*EXTRACTED TEXT*:
Lilly to Launch “Authorized Generic” Insulin Priced at 50% Discount

Lilly to Launch “Authorized Generic” Insulin Priced at 50% Discount

Eli Lilly is planning to offer a generic version of its blockbuster insulin product that will cost patients approximately half as much.

The Indianapolis-based pharmaceutical giant said Monday that the authorized generic, called Insulin Lispro, is the same molecule as its fast-acting insulin Humalog, which carries a list price of approximately $275 per vial. Provided in both vials and injectable pens, the generic Lilly (NYSE: LLY) insulin will carry a $137.35 list price for a vial; $265.20 for a pack of five KwikPens.

Lilly’s announcement comes nearly a week after executives from eight pharmaceutical companies appeared before the Senate’s finance committee to discuss the prices of prescription drugs. Lilly executives did not participate in the hearing. Days prior to the hearing, Senate leaders announced a bipartisan investigation into the rising cost of insulin, noting that Humalog’s price increased from $35 in 2001 to $234 in 2015—a 585 percent increase. Here is the letter that the finance committee’s leaders sent to Lilly CEO David Ricks.

Humalog is Lilly’s second-highest revenue generator, accounting for more than $2.9 billion in global sales last year. Lilly says the last price increase for the drug was in May 2017. But the drug’s patents have expired in most major pharmaceutical markets; Insulin Lispro’s introduction comes as generic competition to Humalog emerges. In late 2017, the FDA approved a Humalog biosimiliar, or copy, of the injectable drug. French pharmaceutical company Sanofi (NYSE: SNY) launched that version of Humalog, which it calls Admelog, last April.

There’s precedent for pharma companies introducing generic versions of their own biological drugs. Last year, Gilead Sciences (NASDAQ: GILD) announced authorized generics for two of its top three hepatitis C therapies, priced at discounts of as much as 75 percent compared to the company’s branded therapies. That move followed competition from other hepatitis C therapies that eroded Gilead’s market share.

Lilly says vials and pens containing its lower-priced insulin have already been manufactured and the company is working with its supply chain partners to make them available to pharmacies. The drug will be provided through ImClone Systems, a Lilly subsidiary. The company also says that Humalog will remain available for those who want to continue receiving it through their current insurance plans. This gives insurers time to renegotiate contracts and adjust to the new insulin option.

*EXERCISE*: Replace "hepatitis C" with "HCV" in the article on Lilly's generic insulin, starting with "There’s precedent for" and going on through "Gilead’s market share.", and write out that part again.

*SUPPLIED INFORMATION*:
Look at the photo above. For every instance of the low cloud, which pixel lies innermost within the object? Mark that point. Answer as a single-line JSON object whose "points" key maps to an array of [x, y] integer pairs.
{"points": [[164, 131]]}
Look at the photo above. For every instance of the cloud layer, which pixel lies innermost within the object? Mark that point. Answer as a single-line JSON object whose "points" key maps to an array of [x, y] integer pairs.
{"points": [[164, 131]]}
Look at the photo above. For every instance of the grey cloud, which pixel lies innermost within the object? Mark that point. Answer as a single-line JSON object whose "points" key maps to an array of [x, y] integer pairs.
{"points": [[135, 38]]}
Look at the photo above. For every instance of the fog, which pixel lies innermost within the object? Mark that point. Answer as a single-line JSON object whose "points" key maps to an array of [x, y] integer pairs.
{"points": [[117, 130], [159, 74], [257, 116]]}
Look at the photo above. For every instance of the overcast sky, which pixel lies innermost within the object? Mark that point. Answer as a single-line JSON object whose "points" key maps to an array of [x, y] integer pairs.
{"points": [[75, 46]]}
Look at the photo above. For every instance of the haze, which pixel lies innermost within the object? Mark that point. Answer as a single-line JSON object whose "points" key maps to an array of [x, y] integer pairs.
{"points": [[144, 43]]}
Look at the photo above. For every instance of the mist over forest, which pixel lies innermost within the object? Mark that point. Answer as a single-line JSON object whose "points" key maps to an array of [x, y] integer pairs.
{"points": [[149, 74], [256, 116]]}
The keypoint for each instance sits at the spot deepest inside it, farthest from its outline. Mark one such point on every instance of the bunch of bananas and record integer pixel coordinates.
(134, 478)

--

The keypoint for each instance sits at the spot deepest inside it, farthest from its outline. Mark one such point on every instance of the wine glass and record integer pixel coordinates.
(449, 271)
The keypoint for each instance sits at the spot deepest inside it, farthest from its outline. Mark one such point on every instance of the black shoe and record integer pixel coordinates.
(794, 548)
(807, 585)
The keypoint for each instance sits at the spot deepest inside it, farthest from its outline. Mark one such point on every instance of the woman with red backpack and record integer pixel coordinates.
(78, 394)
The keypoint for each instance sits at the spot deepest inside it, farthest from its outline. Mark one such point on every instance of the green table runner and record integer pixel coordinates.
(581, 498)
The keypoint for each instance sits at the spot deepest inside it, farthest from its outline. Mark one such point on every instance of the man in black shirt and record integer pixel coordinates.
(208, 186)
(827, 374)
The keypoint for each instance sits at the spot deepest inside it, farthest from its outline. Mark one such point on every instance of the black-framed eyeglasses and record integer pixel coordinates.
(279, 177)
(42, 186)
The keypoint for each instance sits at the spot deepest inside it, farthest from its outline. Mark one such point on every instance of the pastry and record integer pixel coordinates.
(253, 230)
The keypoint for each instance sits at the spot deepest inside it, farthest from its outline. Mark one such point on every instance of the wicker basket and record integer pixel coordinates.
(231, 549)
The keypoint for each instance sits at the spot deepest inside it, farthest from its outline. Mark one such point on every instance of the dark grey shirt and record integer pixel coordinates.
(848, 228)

*TASK RESULT*:
There’s precedent for pharma companies introducing generic versions of their own biological drugs. Last year, Gilead Sciences (NASDAQ: GILD) announced authorized generics for two of its top three HCV therapies, priced at discounts of as much as 75 percent compared to the company’s branded therapies. That move followed competition from other HCV therapies that eroded Gilead’s market share.